● **About this exercise**
Your answer should be the full set of records, printed exactly as they stand.

● **Dataset entries**
⁂

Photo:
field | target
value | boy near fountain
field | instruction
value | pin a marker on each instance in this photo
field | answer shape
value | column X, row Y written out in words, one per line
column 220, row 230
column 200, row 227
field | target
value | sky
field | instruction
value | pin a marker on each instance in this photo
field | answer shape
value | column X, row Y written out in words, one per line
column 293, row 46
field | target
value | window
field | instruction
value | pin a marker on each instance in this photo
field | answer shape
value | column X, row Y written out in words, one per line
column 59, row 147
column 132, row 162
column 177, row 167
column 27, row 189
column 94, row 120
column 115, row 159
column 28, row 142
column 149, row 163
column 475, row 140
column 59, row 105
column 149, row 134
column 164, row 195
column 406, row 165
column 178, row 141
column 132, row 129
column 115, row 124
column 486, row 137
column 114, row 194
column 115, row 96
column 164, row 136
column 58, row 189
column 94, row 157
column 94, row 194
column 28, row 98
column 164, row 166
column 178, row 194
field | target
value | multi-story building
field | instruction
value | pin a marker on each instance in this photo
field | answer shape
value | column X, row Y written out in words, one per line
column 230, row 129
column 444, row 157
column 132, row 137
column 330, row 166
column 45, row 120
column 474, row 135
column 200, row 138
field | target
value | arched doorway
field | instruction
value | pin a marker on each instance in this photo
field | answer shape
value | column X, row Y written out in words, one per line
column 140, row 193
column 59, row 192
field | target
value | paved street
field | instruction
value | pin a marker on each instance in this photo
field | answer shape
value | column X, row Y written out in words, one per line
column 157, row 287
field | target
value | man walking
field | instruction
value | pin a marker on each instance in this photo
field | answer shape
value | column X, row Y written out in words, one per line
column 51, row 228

⁂

● **Reply**
Photo:
field | target
value | boy near fountain
field | instruction
value | pin a marker on each instance in this photo
field | answer shape
value | column X, row Y written out in words, one per line
column 220, row 230
column 200, row 227
field | target
value | sky
field | instruction
value | pin a marker on each instance in this photo
field | answer shape
value | column X, row Y written out in words, one per line
column 293, row 46
field | target
value | window
field | instruction
value | pin a marker on each instance in this photo
field | answer shape
value | column X, row Y written out in words, one per line
column 59, row 147
column 132, row 162
column 177, row 167
column 27, row 189
column 94, row 120
column 115, row 159
column 28, row 142
column 149, row 163
column 475, row 140
column 59, row 105
column 149, row 134
column 164, row 195
column 406, row 165
column 178, row 141
column 132, row 129
column 115, row 124
column 486, row 137
column 114, row 194
column 115, row 96
column 164, row 136
column 58, row 189
column 94, row 157
column 94, row 194
column 28, row 98
column 164, row 166
column 178, row 194
field | target
value | multi-story building
field | instruction
value | pin a marker on each instance in this photo
field | answer shape
value | column X, row Y written out in words, one per line
column 230, row 129
column 444, row 157
column 132, row 137
column 330, row 166
column 45, row 120
column 474, row 135
column 200, row 138
field | target
value | arched doorway
field | instruction
value | pin a marker on each instance in this photo
field | answer shape
value | column X, row Y written out in words, one per line
column 140, row 193
column 59, row 192
field | target
value | paved street
field | instruction
value | pin a marker on each instance in this photo
field | answer shape
value | column X, row Y written out in words, one per line
column 157, row 287
field | target
value | man walking
field | instruction
value | pin a marker on each instance in this photo
field | answer shape
value | column X, row Y written out in words, one per line
column 51, row 228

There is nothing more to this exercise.